Reproduce the material below verbatim, keeping every line unchanged.

## begin Material for the task

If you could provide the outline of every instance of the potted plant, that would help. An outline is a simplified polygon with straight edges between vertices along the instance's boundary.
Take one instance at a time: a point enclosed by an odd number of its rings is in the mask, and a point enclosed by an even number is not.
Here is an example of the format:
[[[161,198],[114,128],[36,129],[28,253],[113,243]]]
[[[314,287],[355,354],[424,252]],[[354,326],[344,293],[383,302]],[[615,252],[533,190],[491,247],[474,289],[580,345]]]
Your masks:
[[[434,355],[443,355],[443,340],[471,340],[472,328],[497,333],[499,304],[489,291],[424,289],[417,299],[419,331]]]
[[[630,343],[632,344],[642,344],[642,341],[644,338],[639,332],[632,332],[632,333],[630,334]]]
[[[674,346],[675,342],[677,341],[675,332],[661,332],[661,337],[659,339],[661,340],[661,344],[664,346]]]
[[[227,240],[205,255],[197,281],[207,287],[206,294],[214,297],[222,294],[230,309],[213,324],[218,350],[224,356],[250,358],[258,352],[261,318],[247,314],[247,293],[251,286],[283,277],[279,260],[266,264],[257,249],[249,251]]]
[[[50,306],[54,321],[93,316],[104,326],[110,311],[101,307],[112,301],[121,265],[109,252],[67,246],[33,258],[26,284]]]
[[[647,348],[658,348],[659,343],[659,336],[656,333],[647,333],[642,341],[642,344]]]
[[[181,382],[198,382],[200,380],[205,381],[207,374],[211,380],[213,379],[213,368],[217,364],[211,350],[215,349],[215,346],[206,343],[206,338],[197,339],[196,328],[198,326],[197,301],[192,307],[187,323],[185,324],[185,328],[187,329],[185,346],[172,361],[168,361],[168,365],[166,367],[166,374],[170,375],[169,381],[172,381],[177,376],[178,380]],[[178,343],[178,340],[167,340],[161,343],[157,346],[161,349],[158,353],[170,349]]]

## end Material for the task

**Solution below**
If you could provide the outline of every instance of the potted plant, that would help. An outline is a simplified polygon with straight edges between vertices along the instance's boundary.
Take one instance at a time: a point enclosed by an odd number of its rings is in the mask, and a point enclosed by an even number is not.
Here is an example of the format:
[[[161,198],[114,128],[36,129],[28,253],[113,243]]]
[[[314,287],[355,354],[424,252]],[[354,326],[344,293],[383,302]],[[615,252],[533,190],[491,247],[474,289],[580,345]]]
Your masks:
[[[434,355],[443,355],[443,340],[471,340],[472,328],[497,333],[499,304],[489,291],[424,289],[417,299],[419,331]]]
[[[630,343],[632,344],[642,344],[642,341],[644,338],[639,332],[632,332],[632,333],[630,334]]]
[[[674,346],[675,342],[677,341],[675,332],[661,332],[661,337],[659,339],[661,340],[661,344],[664,346]]]
[[[227,240],[205,255],[197,281],[207,287],[206,294],[214,297],[222,294],[230,309],[213,324],[218,350],[224,356],[250,358],[258,352],[261,318],[247,314],[247,293],[251,286],[283,277],[279,260],[266,264],[257,249],[249,251]]]
[[[50,306],[54,321],[93,316],[104,326],[110,311],[101,307],[112,301],[121,265],[109,252],[67,246],[33,258],[26,284]]]
[[[647,348],[658,348],[659,343],[659,336],[656,333],[647,333],[642,341],[642,344]]]
[[[181,382],[198,382],[200,380],[205,381],[207,374],[211,380],[213,379],[213,368],[217,364],[211,350],[215,349],[215,346],[206,343],[206,338],[197,339],[196,328],[198,326],[197,301],[192,307],[187,323],[185,324],[185,328],[187,329],[185,346],[172,361],[168,361],[168,365],[166,367],[166,374],[170,375],[169,381],[172,381],[177,376],[178,380]],[[178,343],[178,340],[167,340],[161,343],[157,346],[161,349],[158,353],[170,349]]]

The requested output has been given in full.